SOURCE EXTRACT:
++++++
Most business questions need data answers, but most people who ask them can’t write SQL—and the analysts who can are a bottleneck. The Text-2-SQL Agent decomposes a plain-English question, writes the query, scores its own answer across seven quality dimensions, and retries when quality is low. A Gies research project competing on the AgentBeats benchmark.
Project Lead: Ash Castelino
Each node does one job and hands state to the next—a LangGraph workflow with a quality-gated retry loop
Introspects the database via PRAGMA—no LLM call. Hashes the schema (SHA-256) and caches with TTL, so repeat questions against the same DB skip the roundtrip entirely.
GPT-5 produces a structured QueryPlan using JSON Schema mode—guaranteed parseable. Decides whether one query or a multi-step chain is needed; predecessor results are injected into later steps.
Writes SQL for each sub-task. On retry, the previous attempt’s targeted feedback (what was wrong, which dimension failed) is injected so the model can correct specifically rather than guess.
Runs the SQL, scores it across 7 dimensions, then runs an independent LLM relevance check. Blends the scores (85% eval + 15% relevance) into a final quality number.
If the score falls below threshold, the pipeline loops back to the generator with category-specific feedback. If it passes, the task completes and the next sub-task begins. Final results are synthesized into a human-readable answer.
Text-to-SQL is easy to prototype and hard to productionize
A single LLM call that writes SQL is fragile—bad joins, wrong aggregations, missing filters. Scoring each result across 7 dimensions gives the agent a clear signal about whether its own output is trustworthy.
Generic “try again” loops waste tokens. This agent tells the model which dimension failed and why, so the retry is corrective—not a random re-roll.
Real analytical questions rarely map to one SQL statement. The planner decomposes them, runs queries in sequence, and feeds predecessor results into later steps—just like a human analyst would.
++++++
INFORMATION SHOWN:
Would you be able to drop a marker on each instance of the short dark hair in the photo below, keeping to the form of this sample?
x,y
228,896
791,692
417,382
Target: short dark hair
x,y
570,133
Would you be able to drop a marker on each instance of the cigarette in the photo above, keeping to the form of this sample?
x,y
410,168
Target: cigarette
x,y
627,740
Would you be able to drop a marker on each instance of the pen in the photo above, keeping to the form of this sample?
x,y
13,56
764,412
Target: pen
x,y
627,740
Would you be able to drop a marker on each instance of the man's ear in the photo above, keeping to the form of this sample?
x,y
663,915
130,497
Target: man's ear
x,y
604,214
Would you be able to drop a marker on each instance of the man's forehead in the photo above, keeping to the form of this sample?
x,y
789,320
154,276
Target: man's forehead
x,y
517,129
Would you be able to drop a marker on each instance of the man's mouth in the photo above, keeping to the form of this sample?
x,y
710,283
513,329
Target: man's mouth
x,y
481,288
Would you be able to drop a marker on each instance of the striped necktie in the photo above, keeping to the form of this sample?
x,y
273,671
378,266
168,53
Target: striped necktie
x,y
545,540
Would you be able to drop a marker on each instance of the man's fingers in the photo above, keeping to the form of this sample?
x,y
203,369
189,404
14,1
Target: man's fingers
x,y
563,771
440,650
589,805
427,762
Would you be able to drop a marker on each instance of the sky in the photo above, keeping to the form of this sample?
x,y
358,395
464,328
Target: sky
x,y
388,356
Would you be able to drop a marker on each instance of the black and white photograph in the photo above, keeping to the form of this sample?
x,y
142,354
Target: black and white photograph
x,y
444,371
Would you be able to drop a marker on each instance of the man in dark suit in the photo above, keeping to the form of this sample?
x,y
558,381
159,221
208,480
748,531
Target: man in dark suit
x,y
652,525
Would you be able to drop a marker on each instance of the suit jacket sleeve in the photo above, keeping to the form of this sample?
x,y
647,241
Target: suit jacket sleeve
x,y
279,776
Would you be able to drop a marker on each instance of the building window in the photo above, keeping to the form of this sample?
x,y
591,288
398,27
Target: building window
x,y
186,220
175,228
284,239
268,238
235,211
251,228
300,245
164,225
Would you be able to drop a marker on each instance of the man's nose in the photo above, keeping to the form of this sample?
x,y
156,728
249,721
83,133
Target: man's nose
++++++
WORK TO COMPLETE:
1. In the Text-2-SQL Agent page, what proportions are used to blend the scores into the final quality number?
2. Based on the Text-2-SQL Agent page, mark each statement yes or no, and quote the words from the page that decide it:
(a) The schema step calls an LLM to introspect the database.
(b) The schema is hashed using SHA-256.
(c) Results from earlier steps are fed into later steps of a multi-step chain.
3. From the Text-2-SQL Agent page, return the passage from "Real analytical questions" up to and including "human analyst would.".

SOLUTIONS IN ORDER:
1. 85% eval and 15% relevance.

2.
(a) No: "Introspects the database via PRAGMA—no LLM call."
(b) Yes: "Hashes the schema (SHA-256)"
(c) Yes: "predecessor results are injected into later steps"

3.
Real analytical questions rarely map to one SQL statement. The planner decomposes them, runs queries in sequence, and feeds predecessor results into later steps—just like a human analyst would.